# RECORDS PROVIDED start

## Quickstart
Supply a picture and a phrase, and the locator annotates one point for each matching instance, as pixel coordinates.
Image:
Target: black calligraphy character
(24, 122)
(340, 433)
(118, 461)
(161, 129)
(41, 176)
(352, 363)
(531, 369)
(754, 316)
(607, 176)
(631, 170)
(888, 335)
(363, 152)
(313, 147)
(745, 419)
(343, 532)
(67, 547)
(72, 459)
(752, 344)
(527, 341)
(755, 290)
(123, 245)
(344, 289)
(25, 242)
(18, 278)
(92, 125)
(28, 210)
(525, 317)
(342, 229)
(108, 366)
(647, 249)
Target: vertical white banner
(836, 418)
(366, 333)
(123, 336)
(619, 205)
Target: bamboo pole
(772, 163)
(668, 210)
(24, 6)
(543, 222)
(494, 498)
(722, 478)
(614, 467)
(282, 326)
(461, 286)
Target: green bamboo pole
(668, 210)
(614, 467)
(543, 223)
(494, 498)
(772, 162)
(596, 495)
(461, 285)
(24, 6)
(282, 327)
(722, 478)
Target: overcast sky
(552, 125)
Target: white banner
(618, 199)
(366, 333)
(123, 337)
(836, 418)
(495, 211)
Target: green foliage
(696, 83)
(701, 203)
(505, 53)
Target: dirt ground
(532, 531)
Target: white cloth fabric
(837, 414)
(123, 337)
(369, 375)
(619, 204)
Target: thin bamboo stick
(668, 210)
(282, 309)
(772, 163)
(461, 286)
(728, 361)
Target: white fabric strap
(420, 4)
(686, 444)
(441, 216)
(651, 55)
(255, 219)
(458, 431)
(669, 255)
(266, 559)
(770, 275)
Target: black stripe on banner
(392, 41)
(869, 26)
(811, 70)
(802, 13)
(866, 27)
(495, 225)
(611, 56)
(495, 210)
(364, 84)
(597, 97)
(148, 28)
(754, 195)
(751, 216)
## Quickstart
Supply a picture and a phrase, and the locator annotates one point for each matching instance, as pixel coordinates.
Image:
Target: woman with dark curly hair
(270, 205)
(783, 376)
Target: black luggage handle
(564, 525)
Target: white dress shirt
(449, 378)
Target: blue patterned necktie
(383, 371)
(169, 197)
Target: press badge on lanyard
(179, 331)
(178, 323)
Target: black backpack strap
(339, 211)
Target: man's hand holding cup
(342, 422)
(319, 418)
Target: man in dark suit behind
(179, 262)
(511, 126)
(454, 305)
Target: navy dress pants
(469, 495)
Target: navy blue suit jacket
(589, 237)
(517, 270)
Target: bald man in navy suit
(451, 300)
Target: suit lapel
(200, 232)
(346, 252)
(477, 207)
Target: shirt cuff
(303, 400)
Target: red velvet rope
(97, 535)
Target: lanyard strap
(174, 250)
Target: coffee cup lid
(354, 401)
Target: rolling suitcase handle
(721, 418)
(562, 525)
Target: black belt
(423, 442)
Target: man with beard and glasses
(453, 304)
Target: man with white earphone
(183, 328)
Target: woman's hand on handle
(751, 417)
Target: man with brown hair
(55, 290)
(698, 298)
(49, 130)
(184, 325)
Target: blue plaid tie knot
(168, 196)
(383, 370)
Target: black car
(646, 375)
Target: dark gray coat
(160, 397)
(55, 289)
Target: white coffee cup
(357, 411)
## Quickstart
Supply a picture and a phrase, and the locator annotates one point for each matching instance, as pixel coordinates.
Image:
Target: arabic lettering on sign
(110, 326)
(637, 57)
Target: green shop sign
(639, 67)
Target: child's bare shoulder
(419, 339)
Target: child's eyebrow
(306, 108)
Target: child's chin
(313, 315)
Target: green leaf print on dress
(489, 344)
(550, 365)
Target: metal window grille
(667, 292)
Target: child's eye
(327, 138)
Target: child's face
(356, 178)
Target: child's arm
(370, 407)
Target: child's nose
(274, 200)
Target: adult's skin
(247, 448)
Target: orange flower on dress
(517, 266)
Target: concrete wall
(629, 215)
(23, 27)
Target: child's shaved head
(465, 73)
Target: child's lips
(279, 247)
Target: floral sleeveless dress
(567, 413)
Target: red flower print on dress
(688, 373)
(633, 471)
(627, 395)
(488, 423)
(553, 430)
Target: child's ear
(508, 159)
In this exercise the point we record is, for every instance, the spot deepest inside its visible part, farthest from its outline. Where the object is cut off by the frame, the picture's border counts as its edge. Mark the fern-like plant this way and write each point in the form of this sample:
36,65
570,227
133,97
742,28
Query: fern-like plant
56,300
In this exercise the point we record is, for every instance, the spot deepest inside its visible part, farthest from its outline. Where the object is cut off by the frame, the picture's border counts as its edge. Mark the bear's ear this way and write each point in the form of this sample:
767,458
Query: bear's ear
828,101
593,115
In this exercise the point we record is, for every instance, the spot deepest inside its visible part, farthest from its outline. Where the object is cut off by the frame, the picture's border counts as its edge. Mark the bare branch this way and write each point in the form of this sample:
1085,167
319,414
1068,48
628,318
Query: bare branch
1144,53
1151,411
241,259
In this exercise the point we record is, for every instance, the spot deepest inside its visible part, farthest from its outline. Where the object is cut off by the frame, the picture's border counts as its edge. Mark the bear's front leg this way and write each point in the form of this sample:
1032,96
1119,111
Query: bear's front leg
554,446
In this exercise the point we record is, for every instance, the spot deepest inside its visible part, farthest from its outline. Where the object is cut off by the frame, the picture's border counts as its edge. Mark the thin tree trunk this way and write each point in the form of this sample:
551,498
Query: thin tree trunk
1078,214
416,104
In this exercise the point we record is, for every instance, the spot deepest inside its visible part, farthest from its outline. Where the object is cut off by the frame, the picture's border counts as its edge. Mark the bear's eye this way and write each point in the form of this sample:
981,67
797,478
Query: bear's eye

# RECORDS PROVIDED end

• _GOAL OF THE EXERCISE_
Using the data above, print every record exactly as shown.

• _SOLUTION_
## Quickstart
Supply a picture and a phrase, and the locator annotates one point for each matching instance, as pixel coordinates.
Image:
Target: black calligraphy character
(24, 122)
(340, 433)
(118, 461)
(161, 129)
(41, 176)
(352, 363)
(531, 369)
(754, 316)
(607, 176)
(631, 170)
(888, 335)
(363, 152)
(313, 147)
(745, 419)
(343, 532)
(67, 547)
(72, 459)
(752, 344)
(527, 341)
(755, 290)
(123, 245)
(344, 289)
(25, 242)
(18, 278)
(92, 125)
(28, 210)
(525, 317)
(342, 229)
(108, 366)
(647, 249)
Target: vertical white banner
(836, 418)
(366, 333)
(123, 336)
(619, 205)
Target: bamboo pole
(772, 163)
(668, 210)
(24, 6)
(543, 222)
(494, 498)
(722, 478)
(614, 467)
(282, 326)
(461, 286)
Target: green bamboo pole
(668, 210)
(614, 467)
(543, 223)
(494, 498)
(772, 162)
(596, 495)
(461, 285)
(24, 6)
(282, 327)
(722, 478)
Target: overcast sky
(552, 125)
Target: white banner
(618, 199)
(366, 333)
(123, 337)
(836, 418)
(495, 211)
Target: green foliage
(696, 83)
(701, 203)
(505, 53)
Target: dirt ground
(532, 531)
Target: white cloth fabric
(837, 414)
(123, 337)
(369, 375)
(619, 204)
Target: thin bamboo stick
(668, 210)
(282, 309)
(772, 163)
(461, 286)
(728, 361)
Target: white fabric strap
(420, 4)
(686, 444)
(441, 216)
(651, 55)
(255, 219)
(458, 431)
(669, 255)
(266, 559)
(770, 275)
Target: black stripe on banner
(392, 41)
(869, 26)
(811, 70)
(802, 13)
(866, 27)
(495, 225)
(611, 56)
(495, 210)
(364, 84)
(597, 97)
(148, 28)
(754, 195)
(751, 216)
## Quickstart
Supply a picture and a phrase, and the locator annotates one point for each matching instance, as pixel coordinates.
Image:
Target: woman with dark curly hair
(270, 205)
(783, 376)
Target: black luggage handle
(564, 525)
Target: white dress shirt
(449, 378)
Target: blue patterned necktie
(383, 371)
(169, 197)
Target: press badge on lanyard
(179, 331)
(178, 323)
Target: black backpack strap
(339, 211)
Target: man's hand holding cup
(342, 422)
(319, 418)
Target: man in dark suit behind
(179, 262)
(511, 126)
(454, 305)
Target: navy dress pants
(469, 495)
Target: navy blue suit jacket
(589, 237)
(517, 270)
Target: bald man in navy suit
(451, 300)
Target: suit lapel
(200, 232)
(346, 252)
(477, 207)
Target: shirt cuff
(303, 400)
Target: red velvet rope
(97, 535)
Target: lanyard strap
(174, 250)
Target: coffee cup lid
(354, 401)
Target: rolling suitcase handle
(721, 418)
(562, 525)
Target: black belt
(423, 442)
Target: man with beard and glasses
(453, 304)
Target: man with white earphone
(183, 328)
Target: woman's hand on handle
(751, 417)
Target: man with brown hair
(55, 290)
(698, 298)
(49, 130)
(184, 325)
Target: blue plaid tie knot
(168, 196)
(383, 370)
Target: black car
(646, 375)
Target: dark gray coat
(160, 397)
(55, 289)
Target: white coffee cup
(357, 411)
## Quickstart
Supply a picture and a phrase, and the locator annotates one point for each matching instance, as pixel coordinates.
Image:
Target: arabic lettering on sign
(110, 326)
(637, 57)
Target: green shop sign
(639, 67)
Target: child's bare shoulder
(419, 339)
Target: child's eyebrow
(306, 108)
Target: child's chin
(313, 315)
Target: green leaf print on dress
(489, 344)
(550, 365)
Target: metal window grille
(667, 292)
Target: child's eye
(327, 138)
Target: child's face
(356, 178)
Target: child's arm
(370, 407)
Target: child's nose
(274, 200)
Target: adult's skin
(247, 448)
Target: orange flower on dress
(517, 266)
Target: concrete wall
(629, 215)
(23, 27)
Target: child's shaved head
(465, 73)
Target: child's lips
(279, 247)
Target: floral sleeveless dress
(567, 413)
Target: red flower print on dress
(688, 373)
(633, 471)
(627, 395)
(488, 423)
(553, 430)
Target: child's ear
(508, 159)
In this exercise the point we record is, for every instance, the spot deepest inside its visible part, farthest from its outline. Where the object is cut off by the frame, the picture's border counts as its edge. Mark the fern-like plant this way and write each point in the form of this sample:
36,65
570,227
133,97
742,28
Query: fern-like plant
56,300
In this exercise the point we record is, for every instance, the spot deepest inside its visible part, farthest from its outline. Where the object is cut off by the frame, the picture's border counts as its edge. Mark the bear's ear this way and write each point in the form of this sample:
767,458
Query: bear's ear
828,101
593,115
In this exercise the point we record is, for every instance, the spot deepest inside its visible part, farthest from its outline. Where the object is cut off by the frame, the picture's border counts as its edge. Mark the bare branch this way and write each point in the form of this sample:
1085,167
319,414
1068,48
628,318
Query: bare branch
1144,53
1151,411
241,259
In this exercise the point we record is, for every instance, the spot deepest inside its visible part, farthest from its outline. Where the object is cut off by the frame, the picture's border counts as its edge. Mark the bear's front leg this way and write each point in the form of this sample:
1032,96
1119,111
Query: bear's front leg
554,446
In this exercise the point we record is, for every instance, the spot deepest inside its visible part, farthest from its outline. Where the object is cut off by the frame, the picture's border counts as its edge. Mark the thin tree trunk this way and write each point in the form of this sample:
551,498
Query: thin tree trunk
1078,214
416,104
In this exercise the point we record is, for every instance, the spot deepest inside its visible part, farthest from its outline. Where the object is cut off by the frame, the picture's border counts as its edge. Mark the bear's eye this way and write each point in the form of this sample:
981,67
797,478
Query: bear's eye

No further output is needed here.